Every line containing "shirt" should be copied out. Go through the entries and find them.

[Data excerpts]
------------------------------------------------------------
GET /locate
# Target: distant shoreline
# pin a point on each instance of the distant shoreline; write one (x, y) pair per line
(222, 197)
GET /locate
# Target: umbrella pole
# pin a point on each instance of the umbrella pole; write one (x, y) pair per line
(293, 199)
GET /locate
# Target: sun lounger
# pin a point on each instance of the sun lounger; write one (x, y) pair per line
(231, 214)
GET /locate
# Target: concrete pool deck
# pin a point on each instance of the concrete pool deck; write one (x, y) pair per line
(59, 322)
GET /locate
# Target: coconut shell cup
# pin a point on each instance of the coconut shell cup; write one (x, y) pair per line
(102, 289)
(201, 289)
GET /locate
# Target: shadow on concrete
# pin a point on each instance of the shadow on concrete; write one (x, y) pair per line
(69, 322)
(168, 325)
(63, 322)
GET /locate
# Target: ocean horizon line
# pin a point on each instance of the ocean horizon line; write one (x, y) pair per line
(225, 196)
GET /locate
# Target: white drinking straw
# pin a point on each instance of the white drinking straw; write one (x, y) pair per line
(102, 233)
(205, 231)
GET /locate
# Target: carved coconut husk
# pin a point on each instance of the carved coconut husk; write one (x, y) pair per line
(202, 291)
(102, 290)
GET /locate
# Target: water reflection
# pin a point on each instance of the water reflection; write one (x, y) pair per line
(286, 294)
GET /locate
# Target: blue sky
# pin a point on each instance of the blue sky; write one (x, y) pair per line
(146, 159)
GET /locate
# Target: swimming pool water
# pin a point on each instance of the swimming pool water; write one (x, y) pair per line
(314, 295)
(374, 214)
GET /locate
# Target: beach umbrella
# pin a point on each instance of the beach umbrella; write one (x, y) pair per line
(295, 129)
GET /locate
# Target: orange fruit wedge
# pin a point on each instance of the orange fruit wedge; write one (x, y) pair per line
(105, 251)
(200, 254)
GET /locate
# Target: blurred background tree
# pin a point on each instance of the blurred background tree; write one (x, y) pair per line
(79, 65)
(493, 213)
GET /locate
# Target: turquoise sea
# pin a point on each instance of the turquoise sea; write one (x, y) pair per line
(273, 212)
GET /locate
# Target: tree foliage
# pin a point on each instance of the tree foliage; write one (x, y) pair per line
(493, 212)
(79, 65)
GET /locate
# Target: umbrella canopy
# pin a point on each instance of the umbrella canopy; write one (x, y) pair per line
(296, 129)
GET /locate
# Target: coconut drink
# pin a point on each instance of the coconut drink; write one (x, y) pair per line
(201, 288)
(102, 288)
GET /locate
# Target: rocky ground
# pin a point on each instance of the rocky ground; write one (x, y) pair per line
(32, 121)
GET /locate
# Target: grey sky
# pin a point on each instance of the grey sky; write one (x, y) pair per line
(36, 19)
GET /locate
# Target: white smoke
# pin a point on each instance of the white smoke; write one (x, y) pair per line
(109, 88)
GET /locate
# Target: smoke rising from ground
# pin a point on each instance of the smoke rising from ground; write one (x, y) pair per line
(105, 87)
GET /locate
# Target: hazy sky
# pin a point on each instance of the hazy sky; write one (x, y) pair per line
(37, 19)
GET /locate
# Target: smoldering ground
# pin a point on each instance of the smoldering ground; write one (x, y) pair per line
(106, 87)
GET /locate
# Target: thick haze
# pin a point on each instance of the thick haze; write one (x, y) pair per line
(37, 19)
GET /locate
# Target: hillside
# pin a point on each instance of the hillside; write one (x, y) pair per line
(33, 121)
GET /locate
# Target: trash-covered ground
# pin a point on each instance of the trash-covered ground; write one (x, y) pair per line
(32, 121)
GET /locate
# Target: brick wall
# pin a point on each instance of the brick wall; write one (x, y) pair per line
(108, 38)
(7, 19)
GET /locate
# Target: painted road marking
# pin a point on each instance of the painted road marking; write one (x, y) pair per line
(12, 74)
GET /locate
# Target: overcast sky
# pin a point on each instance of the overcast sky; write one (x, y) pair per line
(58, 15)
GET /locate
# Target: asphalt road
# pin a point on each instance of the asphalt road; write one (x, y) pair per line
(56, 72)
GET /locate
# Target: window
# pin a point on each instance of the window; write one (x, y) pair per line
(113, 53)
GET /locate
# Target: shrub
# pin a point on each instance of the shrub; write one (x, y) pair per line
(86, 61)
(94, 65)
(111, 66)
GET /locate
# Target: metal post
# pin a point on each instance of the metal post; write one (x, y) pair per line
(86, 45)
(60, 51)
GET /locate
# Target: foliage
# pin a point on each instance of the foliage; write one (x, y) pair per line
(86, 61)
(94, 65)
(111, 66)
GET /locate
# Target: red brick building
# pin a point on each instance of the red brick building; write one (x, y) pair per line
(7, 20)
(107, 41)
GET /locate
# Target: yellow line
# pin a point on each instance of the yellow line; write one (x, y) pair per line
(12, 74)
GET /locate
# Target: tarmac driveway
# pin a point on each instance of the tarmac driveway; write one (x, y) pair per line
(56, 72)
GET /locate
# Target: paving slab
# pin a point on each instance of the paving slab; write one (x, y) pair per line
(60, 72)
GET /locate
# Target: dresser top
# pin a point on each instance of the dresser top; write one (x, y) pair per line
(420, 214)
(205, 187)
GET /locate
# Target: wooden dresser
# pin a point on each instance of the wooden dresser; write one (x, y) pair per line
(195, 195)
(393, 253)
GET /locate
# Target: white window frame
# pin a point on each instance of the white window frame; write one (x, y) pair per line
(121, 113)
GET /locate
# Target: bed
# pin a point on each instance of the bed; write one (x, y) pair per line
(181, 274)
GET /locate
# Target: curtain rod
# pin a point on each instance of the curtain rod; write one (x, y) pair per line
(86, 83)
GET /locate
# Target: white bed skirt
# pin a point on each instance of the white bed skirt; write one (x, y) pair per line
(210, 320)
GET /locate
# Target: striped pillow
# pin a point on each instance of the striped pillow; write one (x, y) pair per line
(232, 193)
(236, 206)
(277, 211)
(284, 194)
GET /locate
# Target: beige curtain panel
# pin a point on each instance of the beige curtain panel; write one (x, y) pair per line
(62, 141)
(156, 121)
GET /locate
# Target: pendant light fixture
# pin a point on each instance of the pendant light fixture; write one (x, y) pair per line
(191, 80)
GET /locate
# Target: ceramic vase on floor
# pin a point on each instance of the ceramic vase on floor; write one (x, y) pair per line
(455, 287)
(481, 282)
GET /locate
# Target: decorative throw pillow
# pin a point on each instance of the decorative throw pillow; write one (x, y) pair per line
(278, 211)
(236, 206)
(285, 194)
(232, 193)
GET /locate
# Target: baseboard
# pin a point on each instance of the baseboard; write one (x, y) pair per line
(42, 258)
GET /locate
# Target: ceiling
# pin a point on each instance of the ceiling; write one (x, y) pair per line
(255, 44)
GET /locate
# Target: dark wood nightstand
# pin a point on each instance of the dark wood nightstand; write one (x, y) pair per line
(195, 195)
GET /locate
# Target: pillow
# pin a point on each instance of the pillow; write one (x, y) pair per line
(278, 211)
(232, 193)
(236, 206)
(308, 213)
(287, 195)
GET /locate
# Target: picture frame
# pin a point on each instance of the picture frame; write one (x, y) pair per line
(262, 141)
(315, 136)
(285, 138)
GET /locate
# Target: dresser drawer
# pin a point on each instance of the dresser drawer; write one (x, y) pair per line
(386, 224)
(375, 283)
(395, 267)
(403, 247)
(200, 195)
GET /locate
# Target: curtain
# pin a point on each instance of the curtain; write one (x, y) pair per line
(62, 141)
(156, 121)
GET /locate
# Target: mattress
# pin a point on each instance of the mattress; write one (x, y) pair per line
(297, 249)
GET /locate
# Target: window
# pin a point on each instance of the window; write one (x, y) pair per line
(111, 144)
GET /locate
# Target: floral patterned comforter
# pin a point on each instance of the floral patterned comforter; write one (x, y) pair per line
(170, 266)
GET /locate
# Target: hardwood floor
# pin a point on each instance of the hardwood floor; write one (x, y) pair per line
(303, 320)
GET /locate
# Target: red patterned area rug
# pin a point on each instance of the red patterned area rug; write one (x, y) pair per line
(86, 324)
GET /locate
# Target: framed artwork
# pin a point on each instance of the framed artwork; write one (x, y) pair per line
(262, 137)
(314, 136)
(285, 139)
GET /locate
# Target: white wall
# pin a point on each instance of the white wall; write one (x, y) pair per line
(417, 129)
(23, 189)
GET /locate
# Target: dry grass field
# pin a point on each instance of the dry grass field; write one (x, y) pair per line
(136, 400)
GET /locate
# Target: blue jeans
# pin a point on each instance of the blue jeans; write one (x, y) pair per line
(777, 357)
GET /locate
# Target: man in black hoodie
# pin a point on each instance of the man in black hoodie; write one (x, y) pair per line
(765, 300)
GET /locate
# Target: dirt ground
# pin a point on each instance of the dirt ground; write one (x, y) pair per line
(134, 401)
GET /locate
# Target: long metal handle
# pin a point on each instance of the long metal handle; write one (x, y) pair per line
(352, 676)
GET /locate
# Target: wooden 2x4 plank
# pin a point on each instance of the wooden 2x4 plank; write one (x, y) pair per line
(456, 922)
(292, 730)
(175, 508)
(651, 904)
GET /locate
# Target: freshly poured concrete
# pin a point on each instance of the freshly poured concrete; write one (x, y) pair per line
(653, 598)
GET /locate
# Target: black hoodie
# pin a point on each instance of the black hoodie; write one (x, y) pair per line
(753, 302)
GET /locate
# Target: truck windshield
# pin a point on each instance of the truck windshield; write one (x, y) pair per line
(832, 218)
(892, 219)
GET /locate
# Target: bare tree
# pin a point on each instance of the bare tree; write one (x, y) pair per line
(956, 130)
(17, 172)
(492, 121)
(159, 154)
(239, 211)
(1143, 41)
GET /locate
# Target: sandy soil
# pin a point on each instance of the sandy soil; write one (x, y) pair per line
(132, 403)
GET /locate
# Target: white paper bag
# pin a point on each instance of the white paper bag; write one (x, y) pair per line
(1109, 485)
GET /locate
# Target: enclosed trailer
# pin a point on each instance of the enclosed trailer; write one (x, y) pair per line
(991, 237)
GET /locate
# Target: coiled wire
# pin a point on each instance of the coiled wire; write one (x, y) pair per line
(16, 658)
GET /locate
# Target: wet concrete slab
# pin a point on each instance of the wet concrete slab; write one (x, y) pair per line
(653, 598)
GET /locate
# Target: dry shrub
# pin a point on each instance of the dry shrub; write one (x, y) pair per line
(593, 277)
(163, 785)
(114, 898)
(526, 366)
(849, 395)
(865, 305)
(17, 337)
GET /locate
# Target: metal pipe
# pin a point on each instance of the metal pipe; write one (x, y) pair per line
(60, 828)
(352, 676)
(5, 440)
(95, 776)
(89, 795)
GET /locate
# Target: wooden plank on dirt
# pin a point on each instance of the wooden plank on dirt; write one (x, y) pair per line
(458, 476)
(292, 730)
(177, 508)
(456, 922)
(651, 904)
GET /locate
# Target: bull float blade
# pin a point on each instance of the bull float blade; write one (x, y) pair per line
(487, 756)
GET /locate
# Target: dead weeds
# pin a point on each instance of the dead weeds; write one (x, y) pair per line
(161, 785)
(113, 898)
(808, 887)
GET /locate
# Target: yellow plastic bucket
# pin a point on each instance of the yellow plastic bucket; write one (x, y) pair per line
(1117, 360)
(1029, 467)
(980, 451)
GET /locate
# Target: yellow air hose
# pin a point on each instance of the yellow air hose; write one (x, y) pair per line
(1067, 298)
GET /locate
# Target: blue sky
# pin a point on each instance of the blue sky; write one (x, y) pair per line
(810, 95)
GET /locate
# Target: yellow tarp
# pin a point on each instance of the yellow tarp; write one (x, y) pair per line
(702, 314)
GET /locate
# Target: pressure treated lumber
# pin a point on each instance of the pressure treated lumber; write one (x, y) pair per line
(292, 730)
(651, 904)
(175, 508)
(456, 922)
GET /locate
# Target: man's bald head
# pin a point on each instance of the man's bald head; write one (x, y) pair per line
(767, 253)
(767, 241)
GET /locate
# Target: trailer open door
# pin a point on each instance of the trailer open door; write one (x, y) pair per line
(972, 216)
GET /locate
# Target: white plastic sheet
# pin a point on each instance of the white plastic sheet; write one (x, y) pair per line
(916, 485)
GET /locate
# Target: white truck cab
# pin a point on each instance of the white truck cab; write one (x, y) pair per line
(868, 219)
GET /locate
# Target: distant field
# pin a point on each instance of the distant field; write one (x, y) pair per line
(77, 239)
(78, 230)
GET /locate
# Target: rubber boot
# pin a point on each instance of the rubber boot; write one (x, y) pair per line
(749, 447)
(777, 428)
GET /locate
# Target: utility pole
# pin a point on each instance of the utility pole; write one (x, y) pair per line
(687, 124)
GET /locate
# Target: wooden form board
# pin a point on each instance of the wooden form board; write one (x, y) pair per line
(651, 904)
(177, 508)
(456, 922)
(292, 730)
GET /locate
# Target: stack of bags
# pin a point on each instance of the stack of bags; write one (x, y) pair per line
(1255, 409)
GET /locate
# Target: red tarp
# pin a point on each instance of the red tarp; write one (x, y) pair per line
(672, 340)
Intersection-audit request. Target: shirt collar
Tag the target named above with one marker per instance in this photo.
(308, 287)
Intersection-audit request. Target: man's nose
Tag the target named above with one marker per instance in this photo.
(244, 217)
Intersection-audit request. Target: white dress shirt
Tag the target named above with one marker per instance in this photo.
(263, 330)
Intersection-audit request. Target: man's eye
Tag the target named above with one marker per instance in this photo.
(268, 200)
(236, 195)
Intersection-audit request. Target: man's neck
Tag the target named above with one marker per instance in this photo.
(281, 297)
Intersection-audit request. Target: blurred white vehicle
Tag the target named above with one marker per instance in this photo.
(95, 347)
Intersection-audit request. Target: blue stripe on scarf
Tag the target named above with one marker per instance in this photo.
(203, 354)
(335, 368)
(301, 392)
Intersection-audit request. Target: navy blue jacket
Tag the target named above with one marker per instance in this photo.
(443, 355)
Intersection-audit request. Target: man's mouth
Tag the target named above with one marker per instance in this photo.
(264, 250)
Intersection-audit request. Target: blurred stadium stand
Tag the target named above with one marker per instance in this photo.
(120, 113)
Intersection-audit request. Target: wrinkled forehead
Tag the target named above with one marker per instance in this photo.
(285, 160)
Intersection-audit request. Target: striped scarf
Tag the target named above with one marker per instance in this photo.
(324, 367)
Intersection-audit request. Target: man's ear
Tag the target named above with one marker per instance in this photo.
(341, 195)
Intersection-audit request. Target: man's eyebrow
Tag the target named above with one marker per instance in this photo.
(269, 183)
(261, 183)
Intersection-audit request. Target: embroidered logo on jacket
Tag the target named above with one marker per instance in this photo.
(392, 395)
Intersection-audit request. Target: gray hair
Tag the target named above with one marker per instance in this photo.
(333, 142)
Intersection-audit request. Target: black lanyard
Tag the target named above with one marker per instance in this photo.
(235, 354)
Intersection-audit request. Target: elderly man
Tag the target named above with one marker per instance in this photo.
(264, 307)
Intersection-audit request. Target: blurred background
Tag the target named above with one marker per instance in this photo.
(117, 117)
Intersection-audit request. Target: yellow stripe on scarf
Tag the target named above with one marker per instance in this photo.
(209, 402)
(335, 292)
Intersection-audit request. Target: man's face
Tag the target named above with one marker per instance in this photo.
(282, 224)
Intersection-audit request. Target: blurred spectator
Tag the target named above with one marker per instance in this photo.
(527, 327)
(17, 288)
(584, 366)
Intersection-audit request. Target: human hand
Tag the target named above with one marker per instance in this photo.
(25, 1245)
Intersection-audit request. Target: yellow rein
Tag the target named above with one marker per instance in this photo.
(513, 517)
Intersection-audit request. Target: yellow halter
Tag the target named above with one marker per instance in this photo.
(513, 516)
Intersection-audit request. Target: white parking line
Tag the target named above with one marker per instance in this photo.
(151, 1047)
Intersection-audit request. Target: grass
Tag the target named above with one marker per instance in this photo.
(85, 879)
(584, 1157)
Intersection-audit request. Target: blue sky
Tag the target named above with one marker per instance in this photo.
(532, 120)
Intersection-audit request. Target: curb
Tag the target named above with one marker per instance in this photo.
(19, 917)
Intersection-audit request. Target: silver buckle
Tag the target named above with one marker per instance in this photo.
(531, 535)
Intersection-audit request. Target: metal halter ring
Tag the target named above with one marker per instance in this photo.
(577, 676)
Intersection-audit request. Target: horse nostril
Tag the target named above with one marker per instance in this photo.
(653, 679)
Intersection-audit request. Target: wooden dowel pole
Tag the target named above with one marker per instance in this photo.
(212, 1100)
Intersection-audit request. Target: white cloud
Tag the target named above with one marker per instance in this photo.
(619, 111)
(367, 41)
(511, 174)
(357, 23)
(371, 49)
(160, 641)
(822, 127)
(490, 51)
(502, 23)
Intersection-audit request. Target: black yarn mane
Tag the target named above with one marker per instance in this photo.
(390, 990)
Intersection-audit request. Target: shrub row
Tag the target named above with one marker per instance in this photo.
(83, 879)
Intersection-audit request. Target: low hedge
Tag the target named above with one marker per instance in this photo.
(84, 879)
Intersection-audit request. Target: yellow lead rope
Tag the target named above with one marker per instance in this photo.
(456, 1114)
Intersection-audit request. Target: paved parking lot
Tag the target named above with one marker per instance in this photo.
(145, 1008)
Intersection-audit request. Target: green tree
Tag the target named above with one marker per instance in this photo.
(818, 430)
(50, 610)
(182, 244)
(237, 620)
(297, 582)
------------------------------------------------------------
**Answer space:**
Intersection-audit request. Target: shirt collar
Intersection-audit request. Target: white dress shirt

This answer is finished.